Document text:

——

Trends and Comparisons in Global BGP Data
Alan Hannan
alan at routingloop.com
Sun Apr 8 08:52:44 UTC 2001
"There are three kinds of lies; lies, damned lies and
statistics"
- Benjami Disraeli
Because I was curious, I merged 2, then 3 of these
bgp graphs. This is done using a graphics tool and is not
at all alleged to be accurate, but it should be illustrative.
http://www.routingloop.com/share/2bgps.gif
- geoff's and tbates'
http://www.routingloop.com/share/3bgps.gif
- geoff's, tbates', and jhma's
http://www.routingloop.com/share/overlay.gif
- same as 3bgps.gif with 2 extrapolated trends
Conclusions drawn (none of them revelatory):
Certainly the data is dissimilar, w/ geoff's generally
higher, undoubtedly due to the reasoning below:
> So whats going on? Inside AS1221 there is a fair number of local routes
> (about 22,000 of them). Over the past three months AS1221 been removing
> noise components from the external view of AS1221 (such as removing
> asymmetric satellite services using BGP routing), and the view on these web
> ....
The data from different sources is quite different. My experiences
at a large ISP subsidiary of a large telco, upon considering
merging w/ another large telco, caused me to do tremendous
analysis of BGP information, such as comparing 'size' in
several metrices, such as routes, traffic, address_space, etc..

——

Objectives:
1. Please reproduce the post on BGP data from "- Benjami Disraeli" to "should be illustrative.".
2. State whether each statement agrees with the post on BGP data, answering yes or no and quoting the deciding words: (a) The merged graphs were made with a graphics tool. (b) The merged graphs are claimed to be accurate. (c) AS1221 holds about 22,000 local routes.
The listing has no connection to the post on BGP data.

A run of records:
——

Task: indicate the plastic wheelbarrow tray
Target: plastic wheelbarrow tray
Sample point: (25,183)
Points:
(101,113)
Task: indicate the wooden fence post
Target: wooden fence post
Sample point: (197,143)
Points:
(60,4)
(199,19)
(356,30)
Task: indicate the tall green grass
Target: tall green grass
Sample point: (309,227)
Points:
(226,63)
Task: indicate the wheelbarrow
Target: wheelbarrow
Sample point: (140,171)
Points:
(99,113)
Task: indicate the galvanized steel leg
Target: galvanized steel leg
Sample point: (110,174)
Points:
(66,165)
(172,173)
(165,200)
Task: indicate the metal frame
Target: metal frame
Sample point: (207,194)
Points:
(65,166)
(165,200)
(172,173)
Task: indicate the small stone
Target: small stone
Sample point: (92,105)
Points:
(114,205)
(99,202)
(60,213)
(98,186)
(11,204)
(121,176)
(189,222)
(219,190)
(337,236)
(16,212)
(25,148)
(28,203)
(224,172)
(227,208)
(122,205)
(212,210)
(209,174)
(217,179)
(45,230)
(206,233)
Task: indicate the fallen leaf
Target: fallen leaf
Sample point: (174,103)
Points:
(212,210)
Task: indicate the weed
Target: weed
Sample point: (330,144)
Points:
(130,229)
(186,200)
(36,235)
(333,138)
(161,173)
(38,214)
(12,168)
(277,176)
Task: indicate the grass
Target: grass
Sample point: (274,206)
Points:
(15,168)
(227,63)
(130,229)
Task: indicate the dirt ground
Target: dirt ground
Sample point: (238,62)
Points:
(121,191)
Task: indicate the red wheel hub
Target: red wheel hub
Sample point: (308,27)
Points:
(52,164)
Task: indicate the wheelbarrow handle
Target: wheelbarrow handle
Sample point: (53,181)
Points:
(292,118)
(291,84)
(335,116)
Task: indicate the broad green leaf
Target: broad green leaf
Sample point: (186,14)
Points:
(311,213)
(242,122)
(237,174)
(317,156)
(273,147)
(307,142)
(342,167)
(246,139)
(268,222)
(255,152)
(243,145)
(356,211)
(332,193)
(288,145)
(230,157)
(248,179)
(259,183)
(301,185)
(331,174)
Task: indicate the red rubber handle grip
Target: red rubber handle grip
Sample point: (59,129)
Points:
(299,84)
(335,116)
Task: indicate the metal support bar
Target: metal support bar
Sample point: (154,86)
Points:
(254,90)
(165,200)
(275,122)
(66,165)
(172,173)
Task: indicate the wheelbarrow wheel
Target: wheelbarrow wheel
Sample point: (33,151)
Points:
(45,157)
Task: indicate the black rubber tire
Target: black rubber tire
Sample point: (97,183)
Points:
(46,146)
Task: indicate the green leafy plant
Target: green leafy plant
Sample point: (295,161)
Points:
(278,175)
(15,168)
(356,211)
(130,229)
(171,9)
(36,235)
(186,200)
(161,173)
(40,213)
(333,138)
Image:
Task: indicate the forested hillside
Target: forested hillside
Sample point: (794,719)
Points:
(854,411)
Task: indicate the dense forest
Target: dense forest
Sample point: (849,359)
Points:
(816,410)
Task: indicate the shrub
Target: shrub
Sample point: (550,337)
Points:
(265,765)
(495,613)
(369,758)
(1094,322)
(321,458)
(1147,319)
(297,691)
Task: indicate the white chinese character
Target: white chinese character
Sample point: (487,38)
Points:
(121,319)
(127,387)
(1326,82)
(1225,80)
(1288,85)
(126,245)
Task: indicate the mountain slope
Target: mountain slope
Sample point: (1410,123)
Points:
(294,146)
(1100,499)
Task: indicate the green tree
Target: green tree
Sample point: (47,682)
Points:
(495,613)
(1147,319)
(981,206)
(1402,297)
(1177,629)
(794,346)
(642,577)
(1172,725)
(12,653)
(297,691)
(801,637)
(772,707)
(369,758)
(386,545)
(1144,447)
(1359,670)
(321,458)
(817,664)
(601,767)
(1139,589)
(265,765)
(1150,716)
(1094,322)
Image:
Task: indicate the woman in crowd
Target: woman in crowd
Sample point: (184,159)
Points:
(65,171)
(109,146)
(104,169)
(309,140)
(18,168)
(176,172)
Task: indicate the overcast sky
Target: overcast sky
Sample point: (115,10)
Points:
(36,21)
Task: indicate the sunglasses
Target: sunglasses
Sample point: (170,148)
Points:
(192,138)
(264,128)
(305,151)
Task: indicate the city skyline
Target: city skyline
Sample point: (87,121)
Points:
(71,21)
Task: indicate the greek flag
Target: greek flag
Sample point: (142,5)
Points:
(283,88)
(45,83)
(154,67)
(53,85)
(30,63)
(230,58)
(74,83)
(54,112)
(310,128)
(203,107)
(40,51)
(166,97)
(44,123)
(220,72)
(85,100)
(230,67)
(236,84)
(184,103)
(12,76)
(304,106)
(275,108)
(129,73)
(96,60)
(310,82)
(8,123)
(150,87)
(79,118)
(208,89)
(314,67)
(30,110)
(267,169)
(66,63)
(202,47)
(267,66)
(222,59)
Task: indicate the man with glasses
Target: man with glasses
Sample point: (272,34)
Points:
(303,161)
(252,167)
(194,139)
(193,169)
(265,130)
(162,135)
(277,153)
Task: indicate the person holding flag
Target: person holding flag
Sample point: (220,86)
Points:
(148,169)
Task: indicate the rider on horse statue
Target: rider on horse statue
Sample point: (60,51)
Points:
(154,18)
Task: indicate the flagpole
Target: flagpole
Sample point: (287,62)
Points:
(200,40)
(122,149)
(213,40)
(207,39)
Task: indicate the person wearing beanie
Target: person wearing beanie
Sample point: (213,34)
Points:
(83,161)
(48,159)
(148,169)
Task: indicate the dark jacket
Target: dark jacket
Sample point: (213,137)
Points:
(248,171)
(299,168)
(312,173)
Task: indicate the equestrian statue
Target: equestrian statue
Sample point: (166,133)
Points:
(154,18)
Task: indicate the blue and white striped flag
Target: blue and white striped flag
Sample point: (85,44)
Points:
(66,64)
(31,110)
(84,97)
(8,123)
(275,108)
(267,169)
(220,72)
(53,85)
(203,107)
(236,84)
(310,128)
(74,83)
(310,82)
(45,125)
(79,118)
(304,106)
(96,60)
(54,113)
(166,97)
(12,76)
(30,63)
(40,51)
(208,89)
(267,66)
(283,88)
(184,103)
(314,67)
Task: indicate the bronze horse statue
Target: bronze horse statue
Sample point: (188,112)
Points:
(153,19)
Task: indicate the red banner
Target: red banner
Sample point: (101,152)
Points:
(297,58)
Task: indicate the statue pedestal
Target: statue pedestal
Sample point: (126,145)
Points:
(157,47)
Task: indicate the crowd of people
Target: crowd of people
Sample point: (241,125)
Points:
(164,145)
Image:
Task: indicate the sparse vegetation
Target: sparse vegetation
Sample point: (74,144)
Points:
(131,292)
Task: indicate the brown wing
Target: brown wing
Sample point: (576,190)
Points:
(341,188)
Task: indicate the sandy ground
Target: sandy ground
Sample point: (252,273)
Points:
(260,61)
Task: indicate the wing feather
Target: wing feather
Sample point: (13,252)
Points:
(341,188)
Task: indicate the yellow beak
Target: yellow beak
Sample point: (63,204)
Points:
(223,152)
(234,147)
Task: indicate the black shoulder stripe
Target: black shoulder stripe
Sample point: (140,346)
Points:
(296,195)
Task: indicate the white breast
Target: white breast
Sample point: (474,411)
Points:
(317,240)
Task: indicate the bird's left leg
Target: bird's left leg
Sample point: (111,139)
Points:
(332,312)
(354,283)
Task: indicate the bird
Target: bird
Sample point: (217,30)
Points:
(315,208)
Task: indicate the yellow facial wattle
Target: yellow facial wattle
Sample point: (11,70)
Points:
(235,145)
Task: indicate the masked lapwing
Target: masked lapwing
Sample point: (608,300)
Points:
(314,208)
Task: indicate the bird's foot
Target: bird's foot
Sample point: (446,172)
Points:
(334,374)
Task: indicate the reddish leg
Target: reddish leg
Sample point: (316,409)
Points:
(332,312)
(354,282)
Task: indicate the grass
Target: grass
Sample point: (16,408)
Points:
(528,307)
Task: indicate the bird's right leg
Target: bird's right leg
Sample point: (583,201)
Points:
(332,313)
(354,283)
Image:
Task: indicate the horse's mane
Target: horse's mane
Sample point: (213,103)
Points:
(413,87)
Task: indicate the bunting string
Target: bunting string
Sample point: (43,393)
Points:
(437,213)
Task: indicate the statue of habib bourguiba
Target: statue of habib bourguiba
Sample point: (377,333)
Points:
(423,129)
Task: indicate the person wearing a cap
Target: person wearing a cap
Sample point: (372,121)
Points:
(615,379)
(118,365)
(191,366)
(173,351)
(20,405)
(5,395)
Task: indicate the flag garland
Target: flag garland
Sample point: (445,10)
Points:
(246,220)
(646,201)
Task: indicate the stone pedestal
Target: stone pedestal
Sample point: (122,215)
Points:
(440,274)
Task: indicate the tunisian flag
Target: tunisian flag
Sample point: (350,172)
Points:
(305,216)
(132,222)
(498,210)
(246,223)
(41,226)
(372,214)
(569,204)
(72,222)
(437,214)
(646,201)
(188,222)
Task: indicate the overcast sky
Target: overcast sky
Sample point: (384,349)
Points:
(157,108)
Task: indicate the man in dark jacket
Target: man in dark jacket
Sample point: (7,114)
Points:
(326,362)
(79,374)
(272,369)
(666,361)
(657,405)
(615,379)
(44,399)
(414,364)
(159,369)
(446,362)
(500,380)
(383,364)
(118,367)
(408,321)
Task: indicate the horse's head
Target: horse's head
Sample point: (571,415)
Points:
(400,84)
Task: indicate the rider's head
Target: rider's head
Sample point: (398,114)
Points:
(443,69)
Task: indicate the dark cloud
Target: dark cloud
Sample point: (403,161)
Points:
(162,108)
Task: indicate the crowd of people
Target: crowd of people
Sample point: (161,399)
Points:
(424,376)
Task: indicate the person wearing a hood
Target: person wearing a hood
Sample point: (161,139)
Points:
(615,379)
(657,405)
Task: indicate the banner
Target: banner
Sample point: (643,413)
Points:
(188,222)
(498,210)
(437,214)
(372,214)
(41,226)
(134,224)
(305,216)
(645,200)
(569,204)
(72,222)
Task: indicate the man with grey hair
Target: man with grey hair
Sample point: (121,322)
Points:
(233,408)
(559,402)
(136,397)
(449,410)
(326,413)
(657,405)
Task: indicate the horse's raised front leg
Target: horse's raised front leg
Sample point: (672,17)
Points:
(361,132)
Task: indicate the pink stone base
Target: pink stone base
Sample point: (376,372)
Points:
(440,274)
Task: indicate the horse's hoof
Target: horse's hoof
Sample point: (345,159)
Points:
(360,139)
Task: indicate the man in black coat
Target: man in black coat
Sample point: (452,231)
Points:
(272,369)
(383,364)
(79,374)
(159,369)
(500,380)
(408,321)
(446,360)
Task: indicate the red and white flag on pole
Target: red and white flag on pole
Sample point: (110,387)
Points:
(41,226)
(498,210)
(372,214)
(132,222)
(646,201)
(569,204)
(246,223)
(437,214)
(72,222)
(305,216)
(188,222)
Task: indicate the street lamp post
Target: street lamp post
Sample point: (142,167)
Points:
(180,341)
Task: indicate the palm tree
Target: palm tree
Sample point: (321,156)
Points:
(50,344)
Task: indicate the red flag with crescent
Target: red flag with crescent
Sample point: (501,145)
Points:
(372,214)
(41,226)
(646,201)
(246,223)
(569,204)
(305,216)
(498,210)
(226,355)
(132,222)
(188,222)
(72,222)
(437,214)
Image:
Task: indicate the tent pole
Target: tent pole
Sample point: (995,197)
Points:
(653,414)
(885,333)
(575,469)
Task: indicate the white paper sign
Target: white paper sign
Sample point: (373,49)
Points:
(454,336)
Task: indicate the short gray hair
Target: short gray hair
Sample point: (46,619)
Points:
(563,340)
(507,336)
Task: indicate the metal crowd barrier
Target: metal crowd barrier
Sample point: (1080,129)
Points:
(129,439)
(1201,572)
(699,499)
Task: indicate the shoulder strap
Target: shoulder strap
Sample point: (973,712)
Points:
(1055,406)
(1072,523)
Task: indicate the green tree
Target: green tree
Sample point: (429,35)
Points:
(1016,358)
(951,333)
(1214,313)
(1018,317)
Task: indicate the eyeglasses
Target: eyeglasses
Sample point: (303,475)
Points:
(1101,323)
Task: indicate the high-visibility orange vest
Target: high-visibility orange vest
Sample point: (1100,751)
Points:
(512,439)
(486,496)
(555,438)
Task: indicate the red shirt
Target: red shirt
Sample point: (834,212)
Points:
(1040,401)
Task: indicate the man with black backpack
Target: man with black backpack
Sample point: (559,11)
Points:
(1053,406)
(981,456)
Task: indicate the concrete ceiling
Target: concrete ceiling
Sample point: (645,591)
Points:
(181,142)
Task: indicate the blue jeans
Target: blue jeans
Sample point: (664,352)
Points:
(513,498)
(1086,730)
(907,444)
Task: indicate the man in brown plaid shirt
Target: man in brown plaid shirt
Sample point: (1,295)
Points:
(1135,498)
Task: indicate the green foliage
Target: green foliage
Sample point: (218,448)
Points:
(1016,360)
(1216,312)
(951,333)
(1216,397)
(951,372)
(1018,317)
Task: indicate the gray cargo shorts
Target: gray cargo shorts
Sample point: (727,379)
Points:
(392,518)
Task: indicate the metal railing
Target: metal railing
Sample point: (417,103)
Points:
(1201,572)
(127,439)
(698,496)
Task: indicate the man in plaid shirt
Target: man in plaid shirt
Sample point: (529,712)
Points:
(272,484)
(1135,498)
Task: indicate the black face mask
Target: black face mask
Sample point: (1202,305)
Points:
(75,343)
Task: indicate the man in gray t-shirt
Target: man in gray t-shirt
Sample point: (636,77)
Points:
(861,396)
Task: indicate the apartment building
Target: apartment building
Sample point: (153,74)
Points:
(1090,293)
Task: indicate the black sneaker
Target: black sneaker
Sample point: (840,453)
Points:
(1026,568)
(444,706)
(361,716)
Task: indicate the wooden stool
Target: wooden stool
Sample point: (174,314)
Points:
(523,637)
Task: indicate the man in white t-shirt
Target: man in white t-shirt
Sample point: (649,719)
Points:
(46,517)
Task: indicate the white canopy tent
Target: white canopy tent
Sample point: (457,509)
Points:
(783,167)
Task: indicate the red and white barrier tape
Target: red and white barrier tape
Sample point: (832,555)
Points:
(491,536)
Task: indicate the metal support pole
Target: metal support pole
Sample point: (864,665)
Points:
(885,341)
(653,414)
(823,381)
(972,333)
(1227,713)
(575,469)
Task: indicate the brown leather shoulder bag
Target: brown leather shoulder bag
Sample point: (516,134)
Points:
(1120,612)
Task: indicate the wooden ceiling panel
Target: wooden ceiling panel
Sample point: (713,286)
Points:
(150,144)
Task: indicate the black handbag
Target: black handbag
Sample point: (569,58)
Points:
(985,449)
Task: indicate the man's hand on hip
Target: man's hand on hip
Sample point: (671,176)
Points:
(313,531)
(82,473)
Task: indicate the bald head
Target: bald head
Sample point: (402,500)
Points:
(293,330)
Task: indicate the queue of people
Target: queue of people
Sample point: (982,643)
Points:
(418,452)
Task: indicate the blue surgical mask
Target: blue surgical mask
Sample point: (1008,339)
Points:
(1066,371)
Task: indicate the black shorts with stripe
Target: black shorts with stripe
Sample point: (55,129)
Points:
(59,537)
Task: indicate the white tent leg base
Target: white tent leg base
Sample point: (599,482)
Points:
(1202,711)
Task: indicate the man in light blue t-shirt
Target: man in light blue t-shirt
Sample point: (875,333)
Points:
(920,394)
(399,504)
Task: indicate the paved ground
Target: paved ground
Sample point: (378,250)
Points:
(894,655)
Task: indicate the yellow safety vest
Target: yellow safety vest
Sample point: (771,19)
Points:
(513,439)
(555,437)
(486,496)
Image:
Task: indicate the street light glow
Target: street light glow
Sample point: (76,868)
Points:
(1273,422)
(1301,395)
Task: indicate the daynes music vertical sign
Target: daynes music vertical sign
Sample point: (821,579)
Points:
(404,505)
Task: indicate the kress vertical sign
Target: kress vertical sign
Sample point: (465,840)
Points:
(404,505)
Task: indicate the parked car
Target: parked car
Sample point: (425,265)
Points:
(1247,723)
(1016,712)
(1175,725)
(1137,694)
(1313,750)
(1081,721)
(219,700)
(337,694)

——

Responses to the tasks:
1.
- Benjami Disraeli
Because I was curious, I merged 2, then 3 of these
bgp graphs. This is done using a graphics tool and is not
at all alleged to be accurate, but it should be illustrative.

2.
(a) Yes: "This is done using a graphics tool"
(b) No: "is not at all alleged to be accurate"
(c) Yes: "(about 22,000 of them)"